• [TASK STATEMENT]
Nothing should be left out: output all of the entries exactly.

Dataset records about object locations
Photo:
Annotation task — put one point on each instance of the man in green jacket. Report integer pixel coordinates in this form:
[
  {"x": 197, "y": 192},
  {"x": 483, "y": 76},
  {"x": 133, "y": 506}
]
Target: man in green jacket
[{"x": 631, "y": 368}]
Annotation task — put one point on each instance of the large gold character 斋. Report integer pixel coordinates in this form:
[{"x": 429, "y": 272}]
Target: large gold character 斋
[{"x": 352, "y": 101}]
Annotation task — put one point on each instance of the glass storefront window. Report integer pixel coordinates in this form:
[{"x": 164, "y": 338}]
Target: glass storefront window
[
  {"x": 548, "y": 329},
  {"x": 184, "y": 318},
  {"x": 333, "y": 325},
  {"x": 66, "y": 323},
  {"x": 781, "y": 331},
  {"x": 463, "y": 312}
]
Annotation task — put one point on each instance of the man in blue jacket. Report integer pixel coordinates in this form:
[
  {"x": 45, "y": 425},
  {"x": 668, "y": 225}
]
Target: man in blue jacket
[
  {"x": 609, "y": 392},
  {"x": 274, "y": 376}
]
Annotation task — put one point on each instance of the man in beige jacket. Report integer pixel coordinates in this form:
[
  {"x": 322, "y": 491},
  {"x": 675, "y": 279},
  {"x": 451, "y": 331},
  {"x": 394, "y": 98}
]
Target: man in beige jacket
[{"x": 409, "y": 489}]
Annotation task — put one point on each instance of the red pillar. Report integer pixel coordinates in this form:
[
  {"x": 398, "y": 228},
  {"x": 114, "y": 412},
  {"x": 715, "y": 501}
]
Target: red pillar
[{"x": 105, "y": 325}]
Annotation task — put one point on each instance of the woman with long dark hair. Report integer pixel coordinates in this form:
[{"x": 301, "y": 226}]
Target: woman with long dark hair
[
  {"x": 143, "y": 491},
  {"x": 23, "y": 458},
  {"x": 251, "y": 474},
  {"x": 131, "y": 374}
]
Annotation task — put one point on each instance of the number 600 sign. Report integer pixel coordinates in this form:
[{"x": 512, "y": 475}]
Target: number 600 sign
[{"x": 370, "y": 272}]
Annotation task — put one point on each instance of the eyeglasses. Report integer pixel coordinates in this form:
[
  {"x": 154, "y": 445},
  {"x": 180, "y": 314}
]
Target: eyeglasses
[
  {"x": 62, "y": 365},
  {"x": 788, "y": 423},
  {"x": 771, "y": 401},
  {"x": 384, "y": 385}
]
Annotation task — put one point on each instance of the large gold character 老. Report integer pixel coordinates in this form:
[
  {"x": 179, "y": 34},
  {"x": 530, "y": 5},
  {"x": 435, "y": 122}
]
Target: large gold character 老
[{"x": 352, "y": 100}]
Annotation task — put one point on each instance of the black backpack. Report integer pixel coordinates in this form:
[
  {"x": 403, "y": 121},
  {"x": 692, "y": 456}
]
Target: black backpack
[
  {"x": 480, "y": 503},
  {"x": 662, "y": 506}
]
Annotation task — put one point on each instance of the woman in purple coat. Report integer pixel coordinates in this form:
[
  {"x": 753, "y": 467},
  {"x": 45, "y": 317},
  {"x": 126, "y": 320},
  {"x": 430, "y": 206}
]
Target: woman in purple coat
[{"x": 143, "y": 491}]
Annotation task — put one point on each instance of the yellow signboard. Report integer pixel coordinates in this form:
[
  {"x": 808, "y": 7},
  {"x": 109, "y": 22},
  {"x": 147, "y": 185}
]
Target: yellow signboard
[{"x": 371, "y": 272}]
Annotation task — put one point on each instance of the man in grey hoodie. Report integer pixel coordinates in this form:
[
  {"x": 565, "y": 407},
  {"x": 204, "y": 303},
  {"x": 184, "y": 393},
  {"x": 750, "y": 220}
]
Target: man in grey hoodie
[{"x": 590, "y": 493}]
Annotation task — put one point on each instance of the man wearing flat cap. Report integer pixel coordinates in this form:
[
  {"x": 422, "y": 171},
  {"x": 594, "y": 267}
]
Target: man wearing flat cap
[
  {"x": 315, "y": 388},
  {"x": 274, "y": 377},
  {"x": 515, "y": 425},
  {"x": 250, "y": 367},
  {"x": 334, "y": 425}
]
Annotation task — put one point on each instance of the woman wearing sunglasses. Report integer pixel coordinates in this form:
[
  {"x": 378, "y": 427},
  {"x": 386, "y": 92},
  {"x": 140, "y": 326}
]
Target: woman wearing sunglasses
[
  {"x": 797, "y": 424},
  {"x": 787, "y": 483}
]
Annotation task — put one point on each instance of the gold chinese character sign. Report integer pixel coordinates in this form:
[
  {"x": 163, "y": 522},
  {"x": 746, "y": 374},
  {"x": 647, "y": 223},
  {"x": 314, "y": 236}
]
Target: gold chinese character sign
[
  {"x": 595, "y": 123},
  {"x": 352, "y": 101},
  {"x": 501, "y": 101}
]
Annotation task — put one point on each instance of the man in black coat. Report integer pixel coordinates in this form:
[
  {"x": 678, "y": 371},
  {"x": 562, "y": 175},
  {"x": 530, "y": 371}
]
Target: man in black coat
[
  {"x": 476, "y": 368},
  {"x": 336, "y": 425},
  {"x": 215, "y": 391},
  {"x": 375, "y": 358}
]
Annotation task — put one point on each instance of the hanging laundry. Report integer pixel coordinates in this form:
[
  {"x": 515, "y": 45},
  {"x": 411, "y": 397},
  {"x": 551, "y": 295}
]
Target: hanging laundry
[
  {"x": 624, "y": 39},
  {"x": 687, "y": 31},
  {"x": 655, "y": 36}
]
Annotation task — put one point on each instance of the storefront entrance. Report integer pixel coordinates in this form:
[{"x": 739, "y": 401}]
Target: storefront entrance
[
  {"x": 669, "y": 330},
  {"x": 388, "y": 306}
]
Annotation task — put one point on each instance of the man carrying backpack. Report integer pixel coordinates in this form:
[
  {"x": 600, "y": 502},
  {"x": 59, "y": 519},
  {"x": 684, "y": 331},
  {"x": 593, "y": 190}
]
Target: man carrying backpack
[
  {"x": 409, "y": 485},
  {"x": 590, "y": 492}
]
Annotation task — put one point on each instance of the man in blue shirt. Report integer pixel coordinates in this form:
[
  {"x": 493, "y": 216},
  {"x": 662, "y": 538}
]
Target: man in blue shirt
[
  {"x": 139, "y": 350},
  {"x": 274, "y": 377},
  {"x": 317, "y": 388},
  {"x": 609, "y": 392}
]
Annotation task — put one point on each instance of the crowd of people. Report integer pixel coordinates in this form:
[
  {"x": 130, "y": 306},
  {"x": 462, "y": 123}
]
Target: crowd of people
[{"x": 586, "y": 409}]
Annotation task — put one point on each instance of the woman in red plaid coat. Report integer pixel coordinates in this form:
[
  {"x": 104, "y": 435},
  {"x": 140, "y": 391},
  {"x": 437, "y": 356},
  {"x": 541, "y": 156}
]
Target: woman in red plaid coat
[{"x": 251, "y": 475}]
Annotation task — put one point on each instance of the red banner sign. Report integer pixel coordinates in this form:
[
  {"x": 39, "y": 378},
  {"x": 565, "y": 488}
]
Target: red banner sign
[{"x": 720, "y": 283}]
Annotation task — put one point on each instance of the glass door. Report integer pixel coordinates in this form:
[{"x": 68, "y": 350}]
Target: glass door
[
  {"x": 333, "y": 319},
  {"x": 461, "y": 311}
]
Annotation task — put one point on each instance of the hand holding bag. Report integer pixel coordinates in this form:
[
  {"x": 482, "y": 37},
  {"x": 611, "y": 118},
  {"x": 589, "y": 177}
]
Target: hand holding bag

• [CORRECT RESPONSE]
Photo:
Annotation task — put one point on each instance of the man in green jacket. Report integer pixel coordinates in this form:
[
  {"x": 197, "y": 192},
  {"x": 483, "y": 76},
  {"x": 133, "y": 506}
]
Target: man in green jacket
[{"x": 631, "y": 368}]
Annotation task — put one point on each instance of the large gold character 斋. Report integer pixel coordinates in this form:
[{"x": 429, "y": 272}]
Target: large gold character 斋
[{"x": 352, "y": 101}]
Annotation task — put one point on each instance of the glass storefront window. Report integer pixel coordinates in this form:
[{"x": 164, "y": 338}]
Target: glass storefront window
[
  {"x": 548, "y": 329},
  {"x": 184, "y": 318},
  {"x": 333, "y": 325},
  {"x": 66, "y": 323},
  {"x": 781, "y": 331},
  {"x": 463, "y": 312}
]
Annotation task — put one point on each instance of the man in blue jacket. Report integer pixel coordinates in this form:
[
  {"x": 45, "y": 425},
  {"x": 668, "y": 225}
]
Target: man in blue jacket
[
  {"x": 609, "y": 392},
  {"x": 274, "y": 376}
]
Annotation task — put one point on each instance of the man in beige jacket. Report integer pixel coordinates in this form:
[
  {"x": 322, "y": 491},
  {"x": 675, "y": 279},
  {"x": 451, "y": 331},
  {"x": 394, "y": 98}
]
Target: man in beige jacket
[{"x": 409, "y": 489}]
Annotation task — put one point on each instance of the red pillar. Report integer pixel coordinates in this form:
[
  {"x": 398, "y": 228},
  {"x": 114, "y": 412},
  {"x": 715, "y": 501}
]
Target: red pillar
[{"x": 105, "y": 325}]
Annotation task — put one point on each instance of the woman with long dark hair. Report integer pixel coordinates in this form:
[{"x": 301, "y": 226}]
Target: woman with long dark hair
[
  {"x": 143, "y": 491},
  {"x": 23, "y": 458},
  {"x": 251, "y": 474},
  {"x": 131, "y": 374}
]
Annotation task — put one point on each instance of the number 600 sign. Report integer pixel coordinates in this form:
[{"x": 512, "y": 475}]
Target: number 600 sign
[{"x": 370, "y": 272}]
Annotation task — put one point on each instance of the eyeglasses. Report integer pixel coordinates in this form:
[
  {"x": 154, "y": 445},
  {"x": 180, "y": 314}
]
Target: eyeglasses
[
  {"x": 62, "y": 365},
  {"x": 788, "y": 423},
  {"x": 771, "y": 401},
  {"x": 384, "y": 385}
]
Annotation task — put one point on each instance of the large gold character 老. Report integer pixel coordinates in this form:
[
  {"x": 179, "y": 34},
  {"x": 530, "y": 5},
  {"x": 435, "y": 122}
]
Target: large gold character 老
[{"x": 352, "y": 100}]
Annotation task — put one point on each instance of the black backpack. Report integer pixel coordinates in this form:
[
  {"x": 403, "y": 121},
  {"x": 692, "y": 456}
]
Target: black backpack
[
  {"x": 480, "y": 503},
  {"x": 662, "y": 506}
]
Annotation task — put one point on each instance of the woman in purple coat. Report integer pixel coordinates in this form:
[
  {"x": 753, "y": 467},
  {"x": 45, "y": 317},
  {"x": 126, "y": 320},
  {"x": 430, "y": 206}
]
Target: woman in purple coat
[{"x": 143, "y": 491}]
Annotation task — put one point on each instance of the yellow signboard. Report integer pixel coordinates in this form:
[
  {"x": 808, "y": 7},
  {"x": 109, "y": 22},
  {"x": 147, "y": 185}
]
Target: yellow signboard
[{"x": 371, "y": 272}]
Annotation task — put one point on each instance of the man in grey hoodie. Report integer pixel coordinates in this form:
[
  {"x": 565, "y": 407},
  {"x": 204, "y": 303},
  {"x": 184, "y": 393},
  {"x": 750, "y": 220}
]
Target: man in grey hoodie
[{"x": 590, "y": 493}]
Annotation task — put one point on each instance of the man wearing flat cap. Report integer pixel coordinates in this form:
[
  {"x": 422, "y": 171},
  {"x": 594, "y": 267}
]
Target: man wearing flat cap
[
  {"x": 315, "y": 388},
  {"x": 274, "y": 377},
  {"x": 515, "y": 425},
  {"x": 250, "y": 367},
  {"x": 334, "y": 425}
]
Annotation task — put one point on each instance of the woman wearing sunglasses. Report integer pixel coordinates in this form:
[
  {"x": 378, "y": 427},
  {"x": 386, "y": 92},
  {"x": 140, "y": 326}
]
Target: woman wearing sunglasses
[
  {"x": 797, "y": 424},
  {"x": 787, "y": 483}
]
Annotation task — put one point on each instance of the gold chinese character sign. Report integer pixel coordinates in this form:
[
  {"x": 163, "y": 522},
  {"x": 746, "y": 374},
  {"x": 647, "y": 223},
  {"x": 314, "y": 236}
]
Target: gold chinese character sign
[
  {"x": 595, "y": 123},
  {"x": 352, "y": 101},
  {"x": 501, "y": 101}
]
Annotation task — put one point on each instance of the man in black coat. Report integer pixel coordinates in this form:
[
  {"x": 678, "y": 371},
  {"x": 562, "y": 175},
  {"x": 530, "y": 371}
]
Target: man in black coat
[
  {"x": 476, "y": 368},
  {"x": 336, "y": 425},
  {"x": 215, "y": 391},
  {"x": 375, "y": 358}
]
Annotation task — put one point on each instance of the hanging laundry. Report integer pixel coordinates in this form:
[
  {"x": 515, "y": 45},
  {"x": 411, "y": 397},
  {"x": 551, "y": 295}
]
Target: hanging laundry
[
  {"x": 624, "y": 39},
  {"x": 687, "y": 31},
  {"x": 655, "y": 36}
]
Annotation task — put one point on each instance of the storefront entrance. Report integer pixel coordinates in this form:
[{"x": 739, "y": 401}]
Target: storefront entrance
[
  {"x": 669, "y": 330},
  {"x": 388, "y": 306}
]
Annotation task — put one point on each instance of the man carrying backpack. Report integer pixel coordinates in this form:
[
  {"x": 600, "y": 502},
  {"x": 59, "y": 519},
  {"x": 684, "y": 331},
  {"x": 593, "y": 190}
]
Target: man carrying backpack
[
  {"x": 409, "y": 485},
  {"x": 590, "y": 492}
]
Annotation task — put one point on each instance of the man in blue shirt. Report integer pixel coordinates in this form:
[
  {"x": 493, "y": 216},
  {"x": 662, "y": 538}
]
Target: man in blue shirt
[
  {"x": 139, "y": 350},
  {"x": 274, "y": 377},
  {"x": 317, "y": 388},
  {"x": 609, "y": 392}
]
Annotation task — put one point on each instance of the crowd of people. Report integer pixel coordinates in this form:
[
  {"x": 130, "y": 306},
  {"x": 462, "y": 123}
]
Target: crowd of people
[{"x": 586, "y": 409}]
Annotation task — put one point on each instance of the woman in red plaid coat. Report integer pixel coordinates in this form:
[
  {"x": 104, "y": 435},
  {"x": 140, "y": 391},
  {"x": 437, "y": 356},
  {"x": 541, "y": 156}
]
Target: woman in red plaid coat
[{"x": 251, "y": 475}]
Annotation task — put one point on each instance of the red banner sign. Report integer pixel coordinates in this form:
[
  {"x": 39, "y": 378},
  {"x": 565, "y": 488}
]
Target: red banner sign
[{"x": 720, "y": 283}]
Annotation task — put one point on each instance of the glass door. Report integer pixel coordinates in this form:
[{"x": 68, "y": 350}]
Target: glass door
[
  {"x": 333, "y": 319},
  {"x": 461, "y": 311}
]
Annotation task — put one point on each instance of the hand holding bag. Report integer pixel coordinates in this form:
[
  {"x": 482, "y": 37},
  {"x": 611, "y": 118},
  {"x": 589, "y": 177}
]
Target: hand holding bag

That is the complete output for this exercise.